BEGIN Data for processing

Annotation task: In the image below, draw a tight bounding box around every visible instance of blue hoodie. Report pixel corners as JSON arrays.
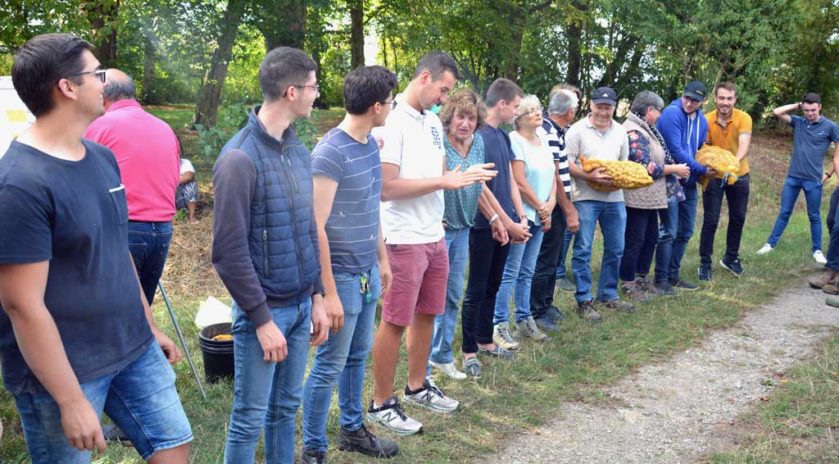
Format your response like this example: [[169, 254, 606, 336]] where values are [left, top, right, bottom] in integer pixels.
[[656, 98, 708, 187]]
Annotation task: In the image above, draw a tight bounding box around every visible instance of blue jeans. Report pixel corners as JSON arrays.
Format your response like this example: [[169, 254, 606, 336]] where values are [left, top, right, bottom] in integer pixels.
[[766, 176, 823, 252], [656, 184, 698, 282], [494, 223, 544, 324], [555, 230, 574, 279], [429, 228, 470, 367], [13, 343, 192, 463], [127, 221, 173, 305], [225, 299, 312, 464], [302, 265, 380, 452], [572, 201, 626, 303]]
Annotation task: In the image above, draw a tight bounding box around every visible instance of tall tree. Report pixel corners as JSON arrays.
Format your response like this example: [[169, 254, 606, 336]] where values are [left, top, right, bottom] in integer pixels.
[[349, 0, 364, 68], [253, 0, 307, 50], [193, 0, 247, 128], [85, 0, 120, 68]]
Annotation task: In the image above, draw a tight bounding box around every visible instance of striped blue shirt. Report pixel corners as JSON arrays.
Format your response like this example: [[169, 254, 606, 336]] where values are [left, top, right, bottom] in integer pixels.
[[311, 128, 381, 273]]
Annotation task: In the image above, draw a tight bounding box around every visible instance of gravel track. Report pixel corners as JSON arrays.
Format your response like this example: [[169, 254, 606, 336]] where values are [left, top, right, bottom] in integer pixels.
[[487, 283, 839, 464]]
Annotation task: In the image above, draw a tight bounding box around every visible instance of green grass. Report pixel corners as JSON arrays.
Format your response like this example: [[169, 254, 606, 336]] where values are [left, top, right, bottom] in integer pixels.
[[708, 333, 839, 464], [0, 125, 834, 463]]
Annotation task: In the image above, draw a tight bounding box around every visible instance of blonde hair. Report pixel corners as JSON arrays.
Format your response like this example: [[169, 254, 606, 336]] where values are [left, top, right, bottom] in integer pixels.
[[513, 94, 542, 129], [440, 88, 487, 129]]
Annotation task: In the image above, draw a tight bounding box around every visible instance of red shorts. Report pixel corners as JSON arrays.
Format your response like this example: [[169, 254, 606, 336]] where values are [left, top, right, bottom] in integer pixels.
[[381, 239, 449, 327]]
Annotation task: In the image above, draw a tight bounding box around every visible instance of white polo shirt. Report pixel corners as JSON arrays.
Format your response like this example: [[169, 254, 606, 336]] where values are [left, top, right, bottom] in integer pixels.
[[375, 95, 445, 244], [565, 116, 629, 203]]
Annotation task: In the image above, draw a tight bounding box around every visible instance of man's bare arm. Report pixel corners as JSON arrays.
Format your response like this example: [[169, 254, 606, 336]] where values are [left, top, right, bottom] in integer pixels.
[[0, 261, 105, 452], [772, 102, 800, 125]]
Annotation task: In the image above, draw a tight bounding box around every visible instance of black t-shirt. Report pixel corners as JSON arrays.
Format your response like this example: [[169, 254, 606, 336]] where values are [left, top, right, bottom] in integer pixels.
[[0, 140, 153, 393], [473, 125, 518, 230]]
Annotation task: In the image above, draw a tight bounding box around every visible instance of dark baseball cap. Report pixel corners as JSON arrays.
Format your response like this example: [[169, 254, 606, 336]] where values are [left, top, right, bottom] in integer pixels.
[[683, 81, 707, 101], [591, 86, 617, 106]]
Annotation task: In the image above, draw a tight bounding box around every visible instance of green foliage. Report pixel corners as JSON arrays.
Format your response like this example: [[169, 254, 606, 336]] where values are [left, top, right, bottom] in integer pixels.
[[195, 102, 249, 161]]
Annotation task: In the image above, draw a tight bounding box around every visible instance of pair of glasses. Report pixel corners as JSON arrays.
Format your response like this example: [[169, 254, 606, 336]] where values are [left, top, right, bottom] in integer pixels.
[[380, 99, 396, 109], [294, 83, 320, 93], [67, 69, 107, 83]]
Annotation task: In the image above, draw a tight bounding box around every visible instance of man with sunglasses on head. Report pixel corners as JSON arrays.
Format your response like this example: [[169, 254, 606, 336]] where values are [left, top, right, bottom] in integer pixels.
[[655, 81, 714, 292], [212, 46, 330, 463], [0, 33, 191, 464]]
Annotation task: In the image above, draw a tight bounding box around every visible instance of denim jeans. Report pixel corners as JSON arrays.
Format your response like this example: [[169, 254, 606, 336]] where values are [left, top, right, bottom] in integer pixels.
[[127, 221, 173, 305], [699, 174, 750, 264], [461, 227, 510, 354], [620, 207, 658, 282], [429, 227, 470, 367], [225, 299, 312, 464], [555, 230, 574, 279], [826, 188, 839, 270], [532, 206, 569, 319], [13, 343, 192, 463], [302, 265, 379, 452], [572, 200, 626, 303], [766, 175, 823, 252], [494, 222, 544, 324], [656, 183, 698, 282]]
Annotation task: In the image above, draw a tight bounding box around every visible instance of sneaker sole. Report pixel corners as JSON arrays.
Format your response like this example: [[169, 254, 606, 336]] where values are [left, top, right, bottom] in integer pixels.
[[336, 441, 399, 458], [428, 362, 467, 380], [402, 394, 459, 414], [366, 412, 423, 436], [491, 338, 520, 351], [719, 260, 743, 278]]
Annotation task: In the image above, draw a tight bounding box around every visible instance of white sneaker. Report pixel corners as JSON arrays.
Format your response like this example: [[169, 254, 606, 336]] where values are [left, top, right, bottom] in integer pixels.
[[367, 397, 423, 436], [814, 250, 827, 264], [756, 243, 774, 255], [403, 379, 459, 413], [428, 360, 467, 380]]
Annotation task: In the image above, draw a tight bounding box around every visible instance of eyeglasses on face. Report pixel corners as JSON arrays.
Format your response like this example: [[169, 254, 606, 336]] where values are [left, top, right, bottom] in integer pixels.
[[294, 83, 320, 94], [67, 69, 107, 83], [380, 99, 396, 109]]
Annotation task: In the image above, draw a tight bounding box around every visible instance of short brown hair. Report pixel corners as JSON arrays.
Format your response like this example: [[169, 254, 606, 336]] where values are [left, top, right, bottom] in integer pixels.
[[485, 78, 524, 108], [715, 81, 737, 96], [440, 88, 487, 129]]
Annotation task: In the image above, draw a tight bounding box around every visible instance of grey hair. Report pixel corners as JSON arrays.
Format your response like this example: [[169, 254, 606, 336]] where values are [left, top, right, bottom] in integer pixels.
[[630, 90, 664, 116], [548, 89, 578, 116], [103, 73, 136, 101], [513, 95, 542, 129]]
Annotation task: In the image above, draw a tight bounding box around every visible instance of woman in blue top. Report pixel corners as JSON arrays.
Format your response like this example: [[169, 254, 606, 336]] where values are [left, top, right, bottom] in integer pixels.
[[428, 89, 487, 380], [493, 95, 557, 348]]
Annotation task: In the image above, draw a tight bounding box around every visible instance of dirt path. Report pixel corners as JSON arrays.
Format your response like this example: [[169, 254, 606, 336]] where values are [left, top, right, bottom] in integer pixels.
[[487, 283, 839, 464]]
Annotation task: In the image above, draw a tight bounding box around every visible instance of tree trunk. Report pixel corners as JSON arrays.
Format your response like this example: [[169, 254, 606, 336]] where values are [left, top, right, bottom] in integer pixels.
[[350, 0, 365, 68], [193, 1, 246, 128], [141, 21, 159, 104], [256, 0, 307, 51], [87, 0, 119, 67]]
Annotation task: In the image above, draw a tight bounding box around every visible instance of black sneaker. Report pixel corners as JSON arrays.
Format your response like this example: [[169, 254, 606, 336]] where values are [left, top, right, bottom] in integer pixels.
[[299, 448, 327, 464], [698, 263, 712, 281], [545, 305, 566, 322], [102, 424, 133, 447], [719, 258, 744, 277], [669, 278, 699, 290], [337, 424, 399, 458], [652, 280, 677, 296]]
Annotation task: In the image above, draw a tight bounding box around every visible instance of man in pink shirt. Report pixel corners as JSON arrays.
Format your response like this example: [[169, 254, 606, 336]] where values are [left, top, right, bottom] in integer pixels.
[[84, 69, 180, 306]]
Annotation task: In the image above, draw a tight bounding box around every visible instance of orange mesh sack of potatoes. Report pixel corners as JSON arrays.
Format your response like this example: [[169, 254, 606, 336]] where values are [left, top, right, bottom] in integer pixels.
[[696, 145, 739, 186], [579, 155, 653, 192]]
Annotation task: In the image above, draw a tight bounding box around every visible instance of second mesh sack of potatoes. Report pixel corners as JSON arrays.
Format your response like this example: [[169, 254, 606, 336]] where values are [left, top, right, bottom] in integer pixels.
[[696, 145, 739, 186]]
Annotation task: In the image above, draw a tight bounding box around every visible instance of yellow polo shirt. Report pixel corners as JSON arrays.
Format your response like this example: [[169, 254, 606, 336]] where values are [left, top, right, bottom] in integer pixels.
[[705, 108, 752, 176]]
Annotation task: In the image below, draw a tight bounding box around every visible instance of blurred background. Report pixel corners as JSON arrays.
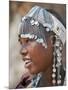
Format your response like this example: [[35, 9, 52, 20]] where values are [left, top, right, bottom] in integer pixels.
[[9, 1, 66, 89]]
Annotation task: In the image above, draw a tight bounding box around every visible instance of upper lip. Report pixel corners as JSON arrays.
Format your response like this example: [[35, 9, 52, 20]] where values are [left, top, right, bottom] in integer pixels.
[[23, 57, 31, 61]]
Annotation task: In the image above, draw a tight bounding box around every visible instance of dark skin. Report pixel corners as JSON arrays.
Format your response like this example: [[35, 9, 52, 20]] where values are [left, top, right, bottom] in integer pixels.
[[19, 35, 54, 86]]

END Data for processing

### Work instructions
Beginning with the line that has "foliage. Report pixel corners as JSON arrays." and ending with the line that has "glasses. Report pixel corners as JSON arrays.", set down the lines above exactly and include no others.

### Answer space
Annotation task: In the image above, draw a tight bounding box around every visible instance of green foliage. Report pixel corners as JSON arrays.
Format your response like this example: [[169, 254, 606, 336]] where values are [left, top, right, bottom] in integer pixels.
[[195, 102, 249, 161]]
Annotation task: In the image above, draw a tight bounding box around every visible instance of pair of glasses. Report pixel corners as JSON arrays.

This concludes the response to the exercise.